TEXT PROVIDED |
· · · · ·

This is why we've started with surface decoding. The science is proven, and the last piece of the puzzle is materials science, which is now a solved problem. With the exception of stimulation, surface decoding already gives you conversational-rate speech. Intracortical looks better on paper, but nobody has ever placed both in the same person on the same task, so the order-of-magnitude gap everyone assumes is real has never actually been measured. And surface gets there without the gliosis and chronic inflammation that make Neuralink and its intracortical cousins so repellent.

Come back to the four axioms. Surface decoding is the first modality that clears all of them. Setup is a one-time procedure, not hours of daily calibration. The form factor vanishes under the skin, with nothing visible. The accuracy and speed are already there, 78 words per minute at a 25% word error rate, and climbing as the pitch tightens. And it reads from the cortex itself, where thought originates, rather than the muscle downstream, which is the only place true thought can ever be read from.

Surface is the entry point, not the destination. The natural path from here is to keep working outwards, to epidural, giving up a little signal for even less risk, which I believe we can make up for with a large data bank and improvements in AI models beyond the GRU/CTC paradigm which dominates neural decoding.

Epidural

Decoding from the cortical surface is safer than intracortical, but it is not risk free. We've evolved to have thick skulls and dura mater for a reason. I imagine it has something to do with the fact that organisms with little cerebral protection probably got infections or damaged their brains more easily, leading to lower survival rates. Does our evolutionary trajectory involve cutting into that now? Probably not.

Epidural decoding can be done well. Acclaimed neuroscientist Sam John, who led most of Synchron's preclinical work and is now working with River on our preclinical studies, published a paper in 2018 with Tom Oxley showing the signal quality achievable at each level of invasion, finding endovascular, subdural and epidural recordings comparable (John et al., 2018). Epidural decoding is entirely capable of capturing the high gamma signal band (70-170 Hz) which is so critical to speech decoding, but only IF the contacts are large (Bundy et al., 2014). This is known as macro-ECoG.

· · · · ·

DATASET EXCERPT |

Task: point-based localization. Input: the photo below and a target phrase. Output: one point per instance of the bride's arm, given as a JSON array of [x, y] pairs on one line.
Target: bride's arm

· · · · ·

REQUIREMENT 1 | List every company named in the passage on neural decoding.
REQUIREMENT 2 | Extend the passage on neural decoding with the next few sentences, picking up after its final sentence.
The lines above were taken from a different source than the passage on neural decoding.

ANSWER AREA 1 | Neuralink, Synchron, River

ANSWER AREA 2 |
There are companies working on this modality, the most well-known of which are NEO in China (Hong & others, 2024) and WIMAGINE in France (Sauter-Starace et al., 2019) (Larzabal et al., 2021). They are incredibly elegant devices which remove a small bit of skull, but leave the dura and its CSF-sealing properties intact, and replace that section of skull with a titanium plate that has electrodes on one side. They work effectively and, on information, are safe enough to be considered for less-than-life-threatening conditions.

Researchers are only beginning to investigate speech decoding with the epidural modality, with the first preprint appearing in late December 2025. Take Sabi, who promise to decode your thoughts and attempted speech from a beanie. It is unclear how. They have published nothing, no one has shown EEG doing this, and I am not aware of any published work using the hundred-thousand-sensor arrays they describe. But even granting their bet, the logic runs in our favour: if data scaling laws could ever pull reliable decoding from the skin, through the skull, then they should deliver a far better experience from epidural, where the signal is not fighting the skull at all.

This post explains why our thesis involves starting on the cortical surface and working outwards to capture true thought, not attempted speech. And over time, we'll find a way to "write in" to consciousness, ethically and desirably, so that when you can't find the words, you won't need them.

We've all had a sibling or a close friend where the bond is so tight you feel like you already know what they're thinking. I don't think it's far-fetched to say that one day we'll communicate like that for real, thought to thought, with nothing in between. That is the world we are building toward.

Then we can really say, "It's the thought that counts."